§ **Excerpt provided**:
****
Google Cloud
From charlesreid1
Notes for google cloud data engineer certification.
The following list is based on the sample case study for the GCDE certification exam: https://cloud.google.com/certification/guides/data-engineer/casestudy-flowlogistic
The case study focuses on a logistics company tracking orders and shipments via rail, truck, aircraft, and ships.
Goals and Motivation
Goals:
- Implement real-time inventory tracking system that tracks locations
- Perform data analytics on order and shipment logs (structured/unstructured data) to make decisions about deploying resources, targeting customers, and expanding into markets
- Predict delays in shipments
Requirements:
- Reliable, reproducible environment that scales
- Aggregated data in centralized data lake
- Historical data used to perform predictive analytics on future shipments
- Accurate tracking of worldwide shipments (proprietary technology)
****
§ **Information shown**:
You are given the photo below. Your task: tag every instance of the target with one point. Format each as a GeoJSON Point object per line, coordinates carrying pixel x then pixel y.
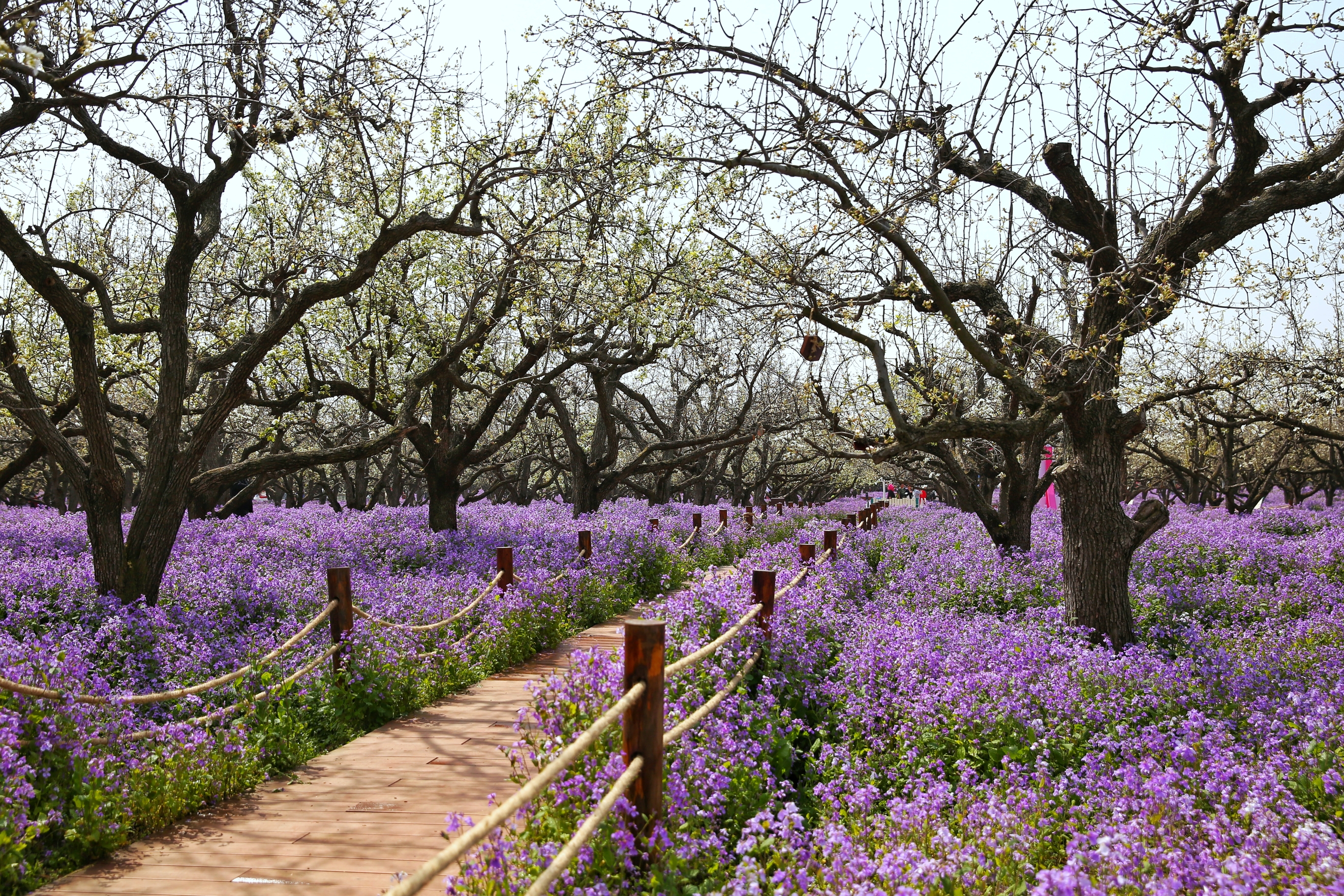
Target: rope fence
{"type": "Point", "coordinates": [640, 707]}
{"type": "Point", "coordinates": [644, 730]}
****
§ **The tasks**:
[1] In the Google Cloud certification notes, which modes of transport does the logistics company in the case study use for its orders and shipments?
[2] Extend the Google Cloud certification notes past their final requirement, keeping the same headings and list style.

§ **Task-by-task results**:
[1] Rail, truck, aircraft, and ships.

[2]
- Improvement of business agility and speed of innovation via rapid provisioning of new resources
- Analysis and optimization for performance in the cloud
- Migration to cloud, if all other requirements met
Deeper reasoning:
- Inability to upgrade infrastructure hampering growth and efficiency
- Ineffective at moving data around
- Need to better understand where/who customers are, what they are shipping
- IT is too busy managing infrastructure to organize data/build analytics/implement tracking technology
- Penalties for late shipments and deliveries translates into direct correlation between profitability and bottom line
Technology Stack
Databases:
- SQL DB storing user data, static data
- Cassandra DB storing metadata, tracking messages
- Kafka servers tracking message aggregation and batch insert
Applications:
- Customer frontend, middleware for orders and customs
- Tomcat for Java services
- Nginx for static content
- Batch servers (?)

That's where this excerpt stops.